Text block ::

>>>>>

Relativity

It makes no sense to be firing missiles if you have not localized the spider. They have terrible sensors and space is very very big.

kzt wrote:It makes no sense to be firing missiles if you have not localized the spider. They have terrible sensors and space is very very big.

You must have at least a rough idea of where it is. How rough will depend on what your missiles can do when they arrive nearby.

ThinksMarkedly wrote:

Loren Pechtel wrote:Actually, at 0.8c, the Lorentz factor reaches 25 = 1 / (1-0.8²). So the relativistic mass of the missile is 25x its rest mass.

Check your math.

Oops. Thanks to you and Robert for pointing out. My intuition was telling me the value was too high but I wasn't seeing where the error was.

Anyway, the formula above was actually correct, it's the calculation I'd made before writing the text that was wrong (I calculated 1/(1-0.8)²). Anyway, the Lorentz factor at 0.8c is only 2.777, so the missile's relativistic mass is comparable to its rest mas, as you'd first said.

Your equation is INCORRECT, see http://hyperphysics.phy-astr.gsu.edu/hb ... trans.html . Thus the factor, at .8c, is the inverse of .6 rather than the inverse of .36.

Note:
I first opened this can of worms about ramming in the Battle of Spindle thread. There is an appalling number of MK23-E control missiles wasted per massive launch.

Somewhere over in the thread, the .8c rad-shield limitation imposed on a missile's accel is the impetus behind my conception of a MAN missile using a different design which allows it to use 100% of its missile's accel. I called it a burst mode. Since the MA will be potentially launching from very short, unprecedented distances then they should be able to guide the missile to it's target without the need to expose it's sensors. Indeed, without the need for the missile to even rely on sensors. Because the LD is so close, it can guide the missile to it's target, thus, also circumventing light speed limitations. Even if traditional missiles are launched from RF ships at maximum range it can pass control to the much closer LD.

That is the logic behind my post anyway, whether it has merit or not.

The notion about using the many orphaned control missiles to ram an LD is confined to any situation which becomes one of Providence where the possibility simply happens to present itself. Like the rare chance Scotty was presented opportunity to sneak in a nuke. Or out of necessity, like if the last remaining launch is headed downstream when the location of the LD becomes known.

Also related to that notion is the reality that an LD has to be concerned with occluding stars. Well, the 23E's are sharing snapshots of the battle field, and they're already using insanely capable computers. If they can analyze all of their views of the heavens, the proper algorithm may be able to detect missing stars, in their FOV. (Field of View)

ThinksMarkedly wrote:

Loren Pechtel wrote:One laser hit with no defenses is nasty but not ship-destroying. One ramming missile will make a fusion bottle explosion look like a toy.

I'll grant you that, especially a wedge-powered missile against a wedge-free target.

But as Jonathan put it, "However the probability of contact may be too low, depending on the LD's point defense, to be worth gambling for - so going for the less damaging but higher probability standoff attacks might still be a far better option."

There's no way to know that except for trying. The MAN might know due to bench testing, but they're not going to publish that to Jayne's. So absent an accidental ramming, I don't see the GA getting sufficient data to conclude ramming is an effective solution in the first place.

<<<<<

Short task 1 :: In the forum thread, what name is given to the design that lets a missile use 100% of its accel?
The forum thread has no connection to the records.

The records ::
>>>>>

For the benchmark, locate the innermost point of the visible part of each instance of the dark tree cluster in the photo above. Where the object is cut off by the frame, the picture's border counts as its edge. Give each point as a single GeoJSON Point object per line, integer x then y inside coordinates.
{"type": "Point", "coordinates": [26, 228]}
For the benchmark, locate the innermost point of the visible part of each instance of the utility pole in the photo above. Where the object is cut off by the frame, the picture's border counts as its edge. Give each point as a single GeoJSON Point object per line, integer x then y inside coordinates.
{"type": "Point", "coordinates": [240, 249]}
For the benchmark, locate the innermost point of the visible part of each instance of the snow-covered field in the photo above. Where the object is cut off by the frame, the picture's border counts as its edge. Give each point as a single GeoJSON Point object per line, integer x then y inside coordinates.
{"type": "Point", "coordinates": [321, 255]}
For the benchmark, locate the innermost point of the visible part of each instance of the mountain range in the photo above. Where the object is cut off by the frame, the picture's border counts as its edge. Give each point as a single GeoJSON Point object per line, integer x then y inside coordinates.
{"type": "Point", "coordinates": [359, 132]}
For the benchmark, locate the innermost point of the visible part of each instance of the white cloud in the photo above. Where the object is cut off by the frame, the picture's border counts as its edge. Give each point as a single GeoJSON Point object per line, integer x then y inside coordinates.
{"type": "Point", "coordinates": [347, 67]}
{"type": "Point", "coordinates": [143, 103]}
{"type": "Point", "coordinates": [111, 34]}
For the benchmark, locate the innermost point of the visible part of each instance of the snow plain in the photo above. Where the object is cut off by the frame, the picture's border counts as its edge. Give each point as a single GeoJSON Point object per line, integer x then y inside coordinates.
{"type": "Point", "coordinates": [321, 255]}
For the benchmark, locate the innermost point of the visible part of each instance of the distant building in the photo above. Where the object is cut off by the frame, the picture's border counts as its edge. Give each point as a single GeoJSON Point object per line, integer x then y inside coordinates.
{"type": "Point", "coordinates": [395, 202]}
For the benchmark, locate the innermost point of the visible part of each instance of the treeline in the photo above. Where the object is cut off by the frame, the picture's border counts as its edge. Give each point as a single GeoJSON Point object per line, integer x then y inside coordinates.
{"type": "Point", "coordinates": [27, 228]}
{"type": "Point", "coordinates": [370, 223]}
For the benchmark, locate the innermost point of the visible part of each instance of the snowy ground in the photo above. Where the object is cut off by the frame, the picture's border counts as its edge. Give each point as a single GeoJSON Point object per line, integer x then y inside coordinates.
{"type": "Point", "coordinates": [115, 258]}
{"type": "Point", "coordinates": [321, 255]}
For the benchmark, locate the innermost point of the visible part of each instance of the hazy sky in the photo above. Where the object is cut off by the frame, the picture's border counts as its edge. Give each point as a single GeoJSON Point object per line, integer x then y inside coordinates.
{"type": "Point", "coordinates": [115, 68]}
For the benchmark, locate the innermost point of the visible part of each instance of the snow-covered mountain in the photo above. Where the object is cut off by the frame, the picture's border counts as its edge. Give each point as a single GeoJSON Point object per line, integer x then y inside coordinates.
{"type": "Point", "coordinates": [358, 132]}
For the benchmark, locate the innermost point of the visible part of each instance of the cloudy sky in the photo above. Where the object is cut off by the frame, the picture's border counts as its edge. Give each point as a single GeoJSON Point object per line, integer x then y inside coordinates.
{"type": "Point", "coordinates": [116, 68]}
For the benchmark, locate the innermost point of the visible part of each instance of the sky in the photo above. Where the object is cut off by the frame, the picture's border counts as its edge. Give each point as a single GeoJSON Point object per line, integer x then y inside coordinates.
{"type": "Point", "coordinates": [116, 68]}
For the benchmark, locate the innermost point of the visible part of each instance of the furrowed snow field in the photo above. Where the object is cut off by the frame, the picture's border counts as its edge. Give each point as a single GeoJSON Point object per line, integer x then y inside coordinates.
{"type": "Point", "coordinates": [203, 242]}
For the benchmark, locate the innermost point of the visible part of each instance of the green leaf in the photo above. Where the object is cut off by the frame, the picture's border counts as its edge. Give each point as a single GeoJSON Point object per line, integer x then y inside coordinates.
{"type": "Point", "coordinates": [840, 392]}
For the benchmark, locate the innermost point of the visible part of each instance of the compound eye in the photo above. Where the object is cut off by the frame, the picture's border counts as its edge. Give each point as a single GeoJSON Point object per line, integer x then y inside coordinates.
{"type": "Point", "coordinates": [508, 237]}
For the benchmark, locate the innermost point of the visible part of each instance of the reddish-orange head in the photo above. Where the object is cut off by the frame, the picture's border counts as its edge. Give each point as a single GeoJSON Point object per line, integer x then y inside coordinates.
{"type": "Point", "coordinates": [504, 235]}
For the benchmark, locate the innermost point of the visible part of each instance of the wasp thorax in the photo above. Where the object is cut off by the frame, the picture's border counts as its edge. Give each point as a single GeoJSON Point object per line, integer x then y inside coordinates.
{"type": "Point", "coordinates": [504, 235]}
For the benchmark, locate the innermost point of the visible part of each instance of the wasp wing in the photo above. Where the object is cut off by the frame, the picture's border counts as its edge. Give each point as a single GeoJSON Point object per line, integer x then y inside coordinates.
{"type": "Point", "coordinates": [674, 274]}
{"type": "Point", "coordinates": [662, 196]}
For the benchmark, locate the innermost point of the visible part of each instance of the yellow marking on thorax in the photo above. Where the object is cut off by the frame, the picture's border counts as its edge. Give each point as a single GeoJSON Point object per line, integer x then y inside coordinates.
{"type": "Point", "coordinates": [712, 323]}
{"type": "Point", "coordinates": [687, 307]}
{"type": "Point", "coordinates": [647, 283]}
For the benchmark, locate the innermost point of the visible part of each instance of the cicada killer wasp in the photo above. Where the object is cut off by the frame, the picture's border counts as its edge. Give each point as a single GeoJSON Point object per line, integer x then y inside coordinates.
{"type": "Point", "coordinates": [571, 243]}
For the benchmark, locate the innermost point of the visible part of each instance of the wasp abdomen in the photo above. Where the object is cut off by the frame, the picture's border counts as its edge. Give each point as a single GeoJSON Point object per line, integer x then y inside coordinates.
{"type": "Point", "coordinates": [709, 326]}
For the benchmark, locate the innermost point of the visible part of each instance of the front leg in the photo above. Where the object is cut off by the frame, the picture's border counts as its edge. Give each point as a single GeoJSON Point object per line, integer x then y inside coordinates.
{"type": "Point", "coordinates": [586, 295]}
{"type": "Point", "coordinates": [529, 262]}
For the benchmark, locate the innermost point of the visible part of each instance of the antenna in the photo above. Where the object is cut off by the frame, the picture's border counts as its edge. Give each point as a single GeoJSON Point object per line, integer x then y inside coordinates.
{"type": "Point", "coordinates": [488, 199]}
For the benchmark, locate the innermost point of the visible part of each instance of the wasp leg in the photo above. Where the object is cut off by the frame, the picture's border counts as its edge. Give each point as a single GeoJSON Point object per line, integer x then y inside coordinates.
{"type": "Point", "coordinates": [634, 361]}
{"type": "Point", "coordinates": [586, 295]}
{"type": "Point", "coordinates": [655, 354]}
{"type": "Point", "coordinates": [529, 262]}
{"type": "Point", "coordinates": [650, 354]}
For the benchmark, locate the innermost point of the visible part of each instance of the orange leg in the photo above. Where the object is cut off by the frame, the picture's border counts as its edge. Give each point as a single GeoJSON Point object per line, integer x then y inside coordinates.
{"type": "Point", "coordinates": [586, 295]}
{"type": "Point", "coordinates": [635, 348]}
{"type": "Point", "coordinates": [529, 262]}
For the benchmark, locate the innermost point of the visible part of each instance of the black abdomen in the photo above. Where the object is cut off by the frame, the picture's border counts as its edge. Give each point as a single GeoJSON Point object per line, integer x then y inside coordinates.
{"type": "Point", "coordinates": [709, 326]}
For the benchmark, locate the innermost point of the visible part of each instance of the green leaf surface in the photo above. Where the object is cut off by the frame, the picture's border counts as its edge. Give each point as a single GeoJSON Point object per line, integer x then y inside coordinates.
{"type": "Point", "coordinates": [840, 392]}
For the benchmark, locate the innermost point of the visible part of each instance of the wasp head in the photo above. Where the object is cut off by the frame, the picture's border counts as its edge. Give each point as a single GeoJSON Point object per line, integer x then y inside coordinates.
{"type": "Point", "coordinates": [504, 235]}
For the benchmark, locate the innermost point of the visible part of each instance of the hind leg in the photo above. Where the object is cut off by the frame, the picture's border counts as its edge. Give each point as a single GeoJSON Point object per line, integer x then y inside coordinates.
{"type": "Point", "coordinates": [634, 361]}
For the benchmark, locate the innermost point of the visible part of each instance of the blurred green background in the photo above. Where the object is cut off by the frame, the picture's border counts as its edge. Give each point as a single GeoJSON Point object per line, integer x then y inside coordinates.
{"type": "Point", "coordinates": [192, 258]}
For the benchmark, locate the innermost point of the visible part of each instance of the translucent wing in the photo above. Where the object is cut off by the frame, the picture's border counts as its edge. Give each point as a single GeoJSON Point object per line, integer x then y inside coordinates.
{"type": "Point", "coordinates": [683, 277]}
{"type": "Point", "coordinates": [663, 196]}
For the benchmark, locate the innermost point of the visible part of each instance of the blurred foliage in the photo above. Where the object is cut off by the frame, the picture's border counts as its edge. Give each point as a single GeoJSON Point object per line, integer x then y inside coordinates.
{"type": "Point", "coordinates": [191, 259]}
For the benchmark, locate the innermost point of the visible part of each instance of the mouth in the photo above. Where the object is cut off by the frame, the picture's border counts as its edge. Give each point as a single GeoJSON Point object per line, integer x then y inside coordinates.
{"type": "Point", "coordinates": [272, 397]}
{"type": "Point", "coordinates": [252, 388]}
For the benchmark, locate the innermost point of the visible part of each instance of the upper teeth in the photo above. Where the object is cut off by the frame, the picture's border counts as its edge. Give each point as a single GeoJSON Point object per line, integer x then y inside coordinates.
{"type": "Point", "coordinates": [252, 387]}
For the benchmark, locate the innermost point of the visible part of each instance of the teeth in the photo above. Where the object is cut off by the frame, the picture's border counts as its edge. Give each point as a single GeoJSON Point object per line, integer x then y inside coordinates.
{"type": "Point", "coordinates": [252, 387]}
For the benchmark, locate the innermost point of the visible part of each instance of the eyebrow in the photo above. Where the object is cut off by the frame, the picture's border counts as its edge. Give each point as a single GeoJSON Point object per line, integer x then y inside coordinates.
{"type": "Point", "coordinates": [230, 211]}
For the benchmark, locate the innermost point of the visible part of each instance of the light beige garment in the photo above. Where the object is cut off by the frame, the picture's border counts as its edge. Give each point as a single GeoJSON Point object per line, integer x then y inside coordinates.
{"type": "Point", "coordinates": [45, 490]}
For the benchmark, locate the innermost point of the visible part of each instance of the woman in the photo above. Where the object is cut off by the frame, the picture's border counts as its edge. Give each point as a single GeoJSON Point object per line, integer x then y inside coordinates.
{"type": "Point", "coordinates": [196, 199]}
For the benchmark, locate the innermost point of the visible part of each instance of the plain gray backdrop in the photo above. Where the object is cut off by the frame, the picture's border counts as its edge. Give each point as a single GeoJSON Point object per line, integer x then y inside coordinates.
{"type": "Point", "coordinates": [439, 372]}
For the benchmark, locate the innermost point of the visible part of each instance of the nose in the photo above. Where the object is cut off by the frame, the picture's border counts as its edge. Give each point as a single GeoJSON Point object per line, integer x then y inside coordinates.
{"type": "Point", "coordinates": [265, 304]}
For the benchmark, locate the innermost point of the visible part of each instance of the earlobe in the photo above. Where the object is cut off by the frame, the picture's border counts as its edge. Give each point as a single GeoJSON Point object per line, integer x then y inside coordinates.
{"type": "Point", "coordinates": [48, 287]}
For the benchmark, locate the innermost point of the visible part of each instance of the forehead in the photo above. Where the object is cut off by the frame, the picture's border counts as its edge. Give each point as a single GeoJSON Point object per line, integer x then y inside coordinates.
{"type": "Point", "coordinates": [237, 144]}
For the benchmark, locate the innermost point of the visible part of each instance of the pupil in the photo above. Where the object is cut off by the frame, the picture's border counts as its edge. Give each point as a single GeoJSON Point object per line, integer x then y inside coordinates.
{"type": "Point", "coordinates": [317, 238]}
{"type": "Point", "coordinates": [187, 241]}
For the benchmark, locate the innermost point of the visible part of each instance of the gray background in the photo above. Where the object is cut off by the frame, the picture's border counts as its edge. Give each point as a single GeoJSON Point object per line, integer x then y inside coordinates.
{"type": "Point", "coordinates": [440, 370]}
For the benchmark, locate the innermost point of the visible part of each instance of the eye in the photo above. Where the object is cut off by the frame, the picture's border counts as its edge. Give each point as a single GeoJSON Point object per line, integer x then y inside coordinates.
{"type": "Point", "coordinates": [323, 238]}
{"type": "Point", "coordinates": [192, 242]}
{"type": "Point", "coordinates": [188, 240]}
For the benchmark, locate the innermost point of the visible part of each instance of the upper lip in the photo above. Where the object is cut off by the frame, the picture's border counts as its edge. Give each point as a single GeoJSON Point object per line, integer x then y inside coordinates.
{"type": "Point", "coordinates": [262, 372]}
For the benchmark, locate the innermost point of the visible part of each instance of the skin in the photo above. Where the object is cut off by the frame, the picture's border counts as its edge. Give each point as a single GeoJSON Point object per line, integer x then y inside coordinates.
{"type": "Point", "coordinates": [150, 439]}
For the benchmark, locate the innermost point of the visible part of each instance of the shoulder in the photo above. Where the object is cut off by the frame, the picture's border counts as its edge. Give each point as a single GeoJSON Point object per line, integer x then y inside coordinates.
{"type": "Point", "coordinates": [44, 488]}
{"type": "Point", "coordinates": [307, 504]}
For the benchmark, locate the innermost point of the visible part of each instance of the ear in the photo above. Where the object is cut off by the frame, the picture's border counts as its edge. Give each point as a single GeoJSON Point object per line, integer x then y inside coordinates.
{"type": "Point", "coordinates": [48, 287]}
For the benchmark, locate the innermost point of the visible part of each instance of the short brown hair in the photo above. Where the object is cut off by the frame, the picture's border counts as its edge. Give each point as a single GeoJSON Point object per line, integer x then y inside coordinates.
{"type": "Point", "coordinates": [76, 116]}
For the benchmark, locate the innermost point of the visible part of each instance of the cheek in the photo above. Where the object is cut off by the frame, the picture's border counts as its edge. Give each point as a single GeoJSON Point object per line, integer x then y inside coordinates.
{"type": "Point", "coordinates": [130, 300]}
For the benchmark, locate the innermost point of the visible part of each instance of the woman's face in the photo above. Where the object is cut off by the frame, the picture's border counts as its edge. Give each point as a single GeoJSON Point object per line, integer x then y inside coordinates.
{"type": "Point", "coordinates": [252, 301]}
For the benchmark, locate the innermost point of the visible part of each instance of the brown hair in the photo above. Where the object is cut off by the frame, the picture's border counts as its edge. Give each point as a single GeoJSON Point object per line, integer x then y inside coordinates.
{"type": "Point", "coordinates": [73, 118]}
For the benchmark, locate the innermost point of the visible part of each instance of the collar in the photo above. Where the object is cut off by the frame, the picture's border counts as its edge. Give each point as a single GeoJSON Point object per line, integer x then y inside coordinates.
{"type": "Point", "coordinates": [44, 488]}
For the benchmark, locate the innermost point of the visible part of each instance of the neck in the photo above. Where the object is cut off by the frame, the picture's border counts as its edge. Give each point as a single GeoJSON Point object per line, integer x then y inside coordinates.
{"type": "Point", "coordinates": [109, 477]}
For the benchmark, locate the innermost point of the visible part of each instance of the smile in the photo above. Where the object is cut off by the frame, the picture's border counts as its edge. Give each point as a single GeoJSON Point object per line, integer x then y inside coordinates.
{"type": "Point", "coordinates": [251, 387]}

<<<<<

Short task 2 :: Pick out every line of the records that contains the word "blurred". Case counts.

Worked solution 1 :: Burst mode.

Worked solution 2 ::
For the benchmark, locate the innermost point of the visible part of each instance of the blurred green background in the photo above. Where the object is cut off by the frame, the picture's border counts as its edge. Give each point as a single GeoJSON Point object per line, integer x then y inside coordinates.
For the benchmark, locate the innermost point of the visible part of each instance of the blurred foliage in the photo above. Where the object is cut off by the frame, the picture's border counts as its edge. Give each point as a single GeoJSON Point object per line, integer x then y inside coordinates.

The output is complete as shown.